(Location annotation dataset excerpts)

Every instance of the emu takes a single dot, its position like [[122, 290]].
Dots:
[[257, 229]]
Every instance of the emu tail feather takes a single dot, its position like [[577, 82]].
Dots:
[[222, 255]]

GIVEN INSTRUCTION: Write out every line of the data above again, offsetting each coordinate in the answers by -69. Leave all other lines and numbers unchanged.

WRITTEN RESPONSE:
Every instance of the emu takes a single dot, its position like [[122, 290]].
Dots:
[[188, 160]]
Every instance of the emu tail feather takes a single dot, its position like [[577, 82]].
Dots:
[[153, 186]]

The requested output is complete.